**STATED EXERCISE**
Return everything in the listing from the line containing "Find flower vase." down to the line containing "0 336 48 392", both ends included, reproducing each line without change.

>> Begin DATA FOR THIS EXERCISE

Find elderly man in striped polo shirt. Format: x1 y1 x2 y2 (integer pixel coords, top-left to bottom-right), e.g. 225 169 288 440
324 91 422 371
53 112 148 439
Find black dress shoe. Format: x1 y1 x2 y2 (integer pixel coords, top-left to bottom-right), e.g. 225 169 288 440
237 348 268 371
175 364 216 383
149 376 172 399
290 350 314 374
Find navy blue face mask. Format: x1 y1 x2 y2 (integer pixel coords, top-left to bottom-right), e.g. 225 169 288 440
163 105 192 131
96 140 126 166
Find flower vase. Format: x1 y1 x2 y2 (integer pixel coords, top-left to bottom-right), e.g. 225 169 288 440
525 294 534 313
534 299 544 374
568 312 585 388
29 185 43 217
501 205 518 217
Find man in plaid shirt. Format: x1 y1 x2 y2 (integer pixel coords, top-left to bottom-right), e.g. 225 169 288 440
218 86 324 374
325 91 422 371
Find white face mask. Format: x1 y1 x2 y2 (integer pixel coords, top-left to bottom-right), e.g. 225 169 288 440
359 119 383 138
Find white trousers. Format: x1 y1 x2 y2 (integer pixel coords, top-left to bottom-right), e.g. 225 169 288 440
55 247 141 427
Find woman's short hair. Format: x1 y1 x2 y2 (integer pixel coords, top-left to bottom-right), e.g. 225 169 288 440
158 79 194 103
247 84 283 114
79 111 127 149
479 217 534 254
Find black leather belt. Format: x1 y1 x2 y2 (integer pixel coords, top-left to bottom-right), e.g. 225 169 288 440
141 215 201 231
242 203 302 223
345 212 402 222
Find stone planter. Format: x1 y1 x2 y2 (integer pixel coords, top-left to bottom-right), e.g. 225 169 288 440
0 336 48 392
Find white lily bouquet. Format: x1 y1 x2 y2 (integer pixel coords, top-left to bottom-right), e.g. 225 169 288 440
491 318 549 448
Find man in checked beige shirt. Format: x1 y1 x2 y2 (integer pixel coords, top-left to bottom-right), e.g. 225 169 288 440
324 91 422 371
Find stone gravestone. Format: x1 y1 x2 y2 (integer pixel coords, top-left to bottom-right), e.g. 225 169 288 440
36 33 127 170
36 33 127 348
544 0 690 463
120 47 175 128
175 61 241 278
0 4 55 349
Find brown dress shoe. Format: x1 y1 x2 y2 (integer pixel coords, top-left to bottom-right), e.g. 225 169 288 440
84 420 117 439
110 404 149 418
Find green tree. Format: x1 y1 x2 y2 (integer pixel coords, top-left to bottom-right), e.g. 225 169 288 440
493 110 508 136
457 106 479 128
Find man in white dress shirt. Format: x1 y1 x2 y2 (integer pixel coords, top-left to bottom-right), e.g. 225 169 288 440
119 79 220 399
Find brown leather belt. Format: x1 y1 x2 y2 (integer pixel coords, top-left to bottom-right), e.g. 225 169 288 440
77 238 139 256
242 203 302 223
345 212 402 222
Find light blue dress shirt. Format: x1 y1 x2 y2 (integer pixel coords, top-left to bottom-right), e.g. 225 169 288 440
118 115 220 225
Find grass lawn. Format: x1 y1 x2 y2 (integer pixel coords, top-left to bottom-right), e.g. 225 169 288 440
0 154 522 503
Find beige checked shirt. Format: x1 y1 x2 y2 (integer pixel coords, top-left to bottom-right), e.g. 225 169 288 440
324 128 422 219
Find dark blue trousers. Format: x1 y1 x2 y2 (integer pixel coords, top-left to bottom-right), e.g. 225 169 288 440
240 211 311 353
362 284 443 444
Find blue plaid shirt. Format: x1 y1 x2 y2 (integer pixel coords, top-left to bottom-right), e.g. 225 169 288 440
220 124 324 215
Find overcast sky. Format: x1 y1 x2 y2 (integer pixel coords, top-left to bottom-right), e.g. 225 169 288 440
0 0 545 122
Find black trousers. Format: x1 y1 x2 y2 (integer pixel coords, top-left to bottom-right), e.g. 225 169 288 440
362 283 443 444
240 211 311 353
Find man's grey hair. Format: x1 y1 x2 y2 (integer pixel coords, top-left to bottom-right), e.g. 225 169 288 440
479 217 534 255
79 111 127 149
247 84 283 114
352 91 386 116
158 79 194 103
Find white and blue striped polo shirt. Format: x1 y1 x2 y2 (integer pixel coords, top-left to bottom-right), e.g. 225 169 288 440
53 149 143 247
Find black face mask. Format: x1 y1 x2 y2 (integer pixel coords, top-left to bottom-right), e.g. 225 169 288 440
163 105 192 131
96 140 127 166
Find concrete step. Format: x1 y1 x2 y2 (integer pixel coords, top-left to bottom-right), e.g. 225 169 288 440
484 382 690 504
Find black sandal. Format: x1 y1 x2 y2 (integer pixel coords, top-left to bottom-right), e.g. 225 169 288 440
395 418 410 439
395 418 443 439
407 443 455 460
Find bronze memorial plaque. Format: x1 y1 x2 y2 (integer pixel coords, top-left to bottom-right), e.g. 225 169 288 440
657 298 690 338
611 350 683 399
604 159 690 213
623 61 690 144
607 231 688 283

>> End DATA FOR THIS EXERCISE
>> Begin DATA FOR THIS EXERCISE

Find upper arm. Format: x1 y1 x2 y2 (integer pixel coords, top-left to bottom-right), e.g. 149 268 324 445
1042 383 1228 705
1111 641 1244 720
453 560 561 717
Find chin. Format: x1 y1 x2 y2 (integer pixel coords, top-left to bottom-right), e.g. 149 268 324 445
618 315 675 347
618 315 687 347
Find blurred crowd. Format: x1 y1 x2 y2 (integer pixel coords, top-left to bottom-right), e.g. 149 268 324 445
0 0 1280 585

>> End DATA FOR THIS EXERCISE

**RESULT**
Find flower vase. Format: x1 y1 x2 y2 (integer pixel coords, top-left to bottom-right), e.g. 225 169 288 440
525 294 534 313
534 299 544 374
568 312 585 388
29 185 43 217
501 205 518 217
Find man in plaid shirt. Format: x1 y1 x2 y2 (integer pixel coords, top-left to bottom-right), e.g. 225 169 288 440
218 86 324 374
325 91 422 371
Find white face mask. Format: x1 y1 x2 y2 (integer pixel coords, top-left to bottom-right), e.g. 225 169 288 440
359 119 383 138
Find white trousers. Format: x1 y1 x2 y2 (integer pixel coords, top-left to bottom-right), e.g. 225 169 288 440
55 247 141 427
Find woman's short hair. Format: x1 y1 x2 y2 (integer pixel coords, top-left to bottom-right), e.g. 225 169 288 440
158 79 194 103
247 84 283 114
79 111 127 149
479 217 534 254
Find black leather belt. Format: x1 y1 x2 y2 (integer pixel coords, top-left to bottom-right), e.g. 225 169 288 440
141 215 201 231
242 203 302 223
345 212 402 222
Find stone planter. Format: x1 y1 x2 y2 (integer pixel coords, top-left to bottom-right), e.g. 225 169 288 440
0 336 48 392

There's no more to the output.